-- WORK TO COMPLETE --
Give the entries back exactly, dropping each image.

------ RECORDS ------

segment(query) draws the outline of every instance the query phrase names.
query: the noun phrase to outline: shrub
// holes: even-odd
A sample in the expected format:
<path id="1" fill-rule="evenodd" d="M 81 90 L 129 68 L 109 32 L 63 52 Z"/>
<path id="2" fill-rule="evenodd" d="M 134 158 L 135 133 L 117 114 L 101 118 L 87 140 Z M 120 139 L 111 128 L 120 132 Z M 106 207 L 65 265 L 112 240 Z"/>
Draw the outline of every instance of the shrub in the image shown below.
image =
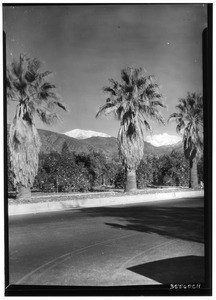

------

-- EXPECTED OUTPUT --
segment(query) draws the outline of every instance the query phrase names.
query: the noun phrase to outline: shrub
// holes: even-odd
A sample in the expected format:
<path id="1" fill-rule="evenodd" d="M 81 90 L 129 68 L 109 32 L 63 52 Z"/>
<path id="2" fill-rule="evenodd" d="M 134 158 L 135 133 L 117 114 L 101 118 L 87 140 Z M 120 139 L 111 128 L 120 132 Z M 106 207 L 65 265 L 112 240 Z"/>
Draw the outline of every instance of the shrub in the image shown below.
image =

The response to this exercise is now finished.